◆ Exercise requirements
Select each line in the records that contains the string "item". Case counts.
---------------
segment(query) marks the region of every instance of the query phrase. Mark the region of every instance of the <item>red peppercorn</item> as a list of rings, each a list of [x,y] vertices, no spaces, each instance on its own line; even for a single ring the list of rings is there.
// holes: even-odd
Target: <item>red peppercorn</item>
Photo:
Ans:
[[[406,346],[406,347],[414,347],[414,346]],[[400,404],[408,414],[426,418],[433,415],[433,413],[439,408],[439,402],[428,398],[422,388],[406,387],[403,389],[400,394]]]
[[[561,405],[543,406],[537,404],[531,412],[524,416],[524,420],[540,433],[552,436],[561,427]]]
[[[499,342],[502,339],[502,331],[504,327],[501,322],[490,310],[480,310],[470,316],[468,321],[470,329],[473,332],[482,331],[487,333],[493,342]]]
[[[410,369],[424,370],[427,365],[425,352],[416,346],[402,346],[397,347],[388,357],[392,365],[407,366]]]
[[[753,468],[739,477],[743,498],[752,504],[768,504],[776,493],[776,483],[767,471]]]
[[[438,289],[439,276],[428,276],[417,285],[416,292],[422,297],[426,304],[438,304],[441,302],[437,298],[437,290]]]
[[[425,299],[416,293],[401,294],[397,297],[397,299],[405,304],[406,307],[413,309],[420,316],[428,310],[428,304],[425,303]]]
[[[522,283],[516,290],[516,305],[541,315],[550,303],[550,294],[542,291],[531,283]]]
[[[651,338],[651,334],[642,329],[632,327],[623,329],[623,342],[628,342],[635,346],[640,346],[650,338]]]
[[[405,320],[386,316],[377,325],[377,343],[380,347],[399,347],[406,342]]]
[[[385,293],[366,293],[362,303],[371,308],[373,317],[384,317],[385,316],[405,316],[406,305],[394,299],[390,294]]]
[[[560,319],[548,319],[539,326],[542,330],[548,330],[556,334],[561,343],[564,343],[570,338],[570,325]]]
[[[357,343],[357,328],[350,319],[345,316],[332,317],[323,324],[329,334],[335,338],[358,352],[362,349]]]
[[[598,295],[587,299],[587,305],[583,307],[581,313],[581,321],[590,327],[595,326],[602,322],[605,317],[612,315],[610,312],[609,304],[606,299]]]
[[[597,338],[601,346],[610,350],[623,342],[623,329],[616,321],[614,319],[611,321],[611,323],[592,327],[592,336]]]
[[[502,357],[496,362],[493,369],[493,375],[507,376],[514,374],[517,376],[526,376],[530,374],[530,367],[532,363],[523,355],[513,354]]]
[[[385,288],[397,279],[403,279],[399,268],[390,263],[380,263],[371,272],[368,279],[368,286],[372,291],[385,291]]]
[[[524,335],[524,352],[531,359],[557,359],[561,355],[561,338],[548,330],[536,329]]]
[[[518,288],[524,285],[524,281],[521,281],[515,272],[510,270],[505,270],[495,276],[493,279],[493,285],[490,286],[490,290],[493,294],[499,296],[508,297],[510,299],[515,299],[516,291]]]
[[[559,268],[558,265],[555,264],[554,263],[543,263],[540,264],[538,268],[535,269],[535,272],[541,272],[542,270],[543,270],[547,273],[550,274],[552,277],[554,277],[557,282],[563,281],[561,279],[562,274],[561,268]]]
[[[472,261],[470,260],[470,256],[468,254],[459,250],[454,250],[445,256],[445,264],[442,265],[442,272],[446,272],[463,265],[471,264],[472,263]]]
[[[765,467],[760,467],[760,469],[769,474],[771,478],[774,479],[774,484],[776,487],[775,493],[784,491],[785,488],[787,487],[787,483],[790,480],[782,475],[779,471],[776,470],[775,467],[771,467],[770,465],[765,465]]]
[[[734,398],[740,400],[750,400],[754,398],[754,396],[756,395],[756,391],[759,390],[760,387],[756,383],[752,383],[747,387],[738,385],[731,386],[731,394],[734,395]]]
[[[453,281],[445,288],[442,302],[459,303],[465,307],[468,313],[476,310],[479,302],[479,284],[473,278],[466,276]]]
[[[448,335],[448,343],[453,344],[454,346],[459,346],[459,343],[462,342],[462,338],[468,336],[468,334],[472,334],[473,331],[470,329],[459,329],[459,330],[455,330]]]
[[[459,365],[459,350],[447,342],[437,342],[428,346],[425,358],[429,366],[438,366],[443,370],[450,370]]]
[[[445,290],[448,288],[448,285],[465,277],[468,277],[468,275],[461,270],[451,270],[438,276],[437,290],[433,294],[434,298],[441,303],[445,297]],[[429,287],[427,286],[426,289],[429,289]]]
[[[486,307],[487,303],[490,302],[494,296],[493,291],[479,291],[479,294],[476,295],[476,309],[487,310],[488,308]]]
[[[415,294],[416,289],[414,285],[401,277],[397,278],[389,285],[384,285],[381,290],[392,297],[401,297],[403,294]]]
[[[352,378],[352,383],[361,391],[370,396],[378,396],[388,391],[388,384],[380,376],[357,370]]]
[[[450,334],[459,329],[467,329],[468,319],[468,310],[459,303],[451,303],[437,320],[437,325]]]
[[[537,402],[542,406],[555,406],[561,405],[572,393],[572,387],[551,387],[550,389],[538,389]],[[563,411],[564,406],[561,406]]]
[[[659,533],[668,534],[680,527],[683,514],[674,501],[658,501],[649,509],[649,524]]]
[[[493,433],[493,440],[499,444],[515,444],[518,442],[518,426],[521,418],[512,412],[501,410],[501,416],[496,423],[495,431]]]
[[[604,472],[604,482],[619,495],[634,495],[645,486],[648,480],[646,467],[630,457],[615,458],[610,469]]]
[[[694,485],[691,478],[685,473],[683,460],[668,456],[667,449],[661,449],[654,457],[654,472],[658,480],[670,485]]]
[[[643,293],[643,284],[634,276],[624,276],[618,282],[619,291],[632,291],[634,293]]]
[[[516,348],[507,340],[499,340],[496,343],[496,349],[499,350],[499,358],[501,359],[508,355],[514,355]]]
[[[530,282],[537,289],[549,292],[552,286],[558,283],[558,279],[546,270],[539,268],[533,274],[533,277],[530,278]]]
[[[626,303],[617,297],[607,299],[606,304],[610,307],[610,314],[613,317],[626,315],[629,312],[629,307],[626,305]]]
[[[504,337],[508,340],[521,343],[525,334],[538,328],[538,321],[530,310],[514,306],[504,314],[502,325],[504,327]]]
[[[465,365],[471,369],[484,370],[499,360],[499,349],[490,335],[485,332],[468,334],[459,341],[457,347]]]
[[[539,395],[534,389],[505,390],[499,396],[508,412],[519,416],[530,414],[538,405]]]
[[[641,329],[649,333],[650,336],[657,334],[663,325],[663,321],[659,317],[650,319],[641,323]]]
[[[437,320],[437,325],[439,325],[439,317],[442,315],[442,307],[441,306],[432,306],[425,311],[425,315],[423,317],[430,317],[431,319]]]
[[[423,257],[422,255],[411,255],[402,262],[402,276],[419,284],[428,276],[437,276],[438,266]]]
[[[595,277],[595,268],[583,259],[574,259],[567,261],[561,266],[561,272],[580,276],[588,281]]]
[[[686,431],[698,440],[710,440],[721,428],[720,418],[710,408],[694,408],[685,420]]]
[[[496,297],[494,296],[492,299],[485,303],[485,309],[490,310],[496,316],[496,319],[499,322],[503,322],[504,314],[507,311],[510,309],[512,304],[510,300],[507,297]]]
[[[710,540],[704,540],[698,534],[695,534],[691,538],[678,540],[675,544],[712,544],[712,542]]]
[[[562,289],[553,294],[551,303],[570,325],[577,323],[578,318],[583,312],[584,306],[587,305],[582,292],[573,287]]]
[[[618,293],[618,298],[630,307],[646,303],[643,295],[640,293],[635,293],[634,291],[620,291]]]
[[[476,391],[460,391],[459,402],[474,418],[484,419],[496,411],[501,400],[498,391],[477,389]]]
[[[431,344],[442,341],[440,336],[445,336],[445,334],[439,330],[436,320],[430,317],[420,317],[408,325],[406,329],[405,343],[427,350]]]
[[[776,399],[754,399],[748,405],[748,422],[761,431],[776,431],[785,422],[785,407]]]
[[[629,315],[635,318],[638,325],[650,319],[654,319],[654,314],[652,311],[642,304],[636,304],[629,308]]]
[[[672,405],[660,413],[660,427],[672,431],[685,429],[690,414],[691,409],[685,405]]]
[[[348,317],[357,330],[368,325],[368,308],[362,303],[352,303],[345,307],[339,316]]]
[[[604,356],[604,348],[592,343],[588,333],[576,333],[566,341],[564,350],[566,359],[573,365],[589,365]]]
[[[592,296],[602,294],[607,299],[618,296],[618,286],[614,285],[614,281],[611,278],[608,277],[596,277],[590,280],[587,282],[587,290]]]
---------------
◆ Solution for this exercise
segment(query) marks the region of every instance of the query phrase. Mark the region of every instance of the <item>red peppercorn</item> as a list of rings, each a list of [x,y] vertices, no spaces, each instance on its own line; even for a single ring the list of rings is there.
Target: <item>red peppercorn</item>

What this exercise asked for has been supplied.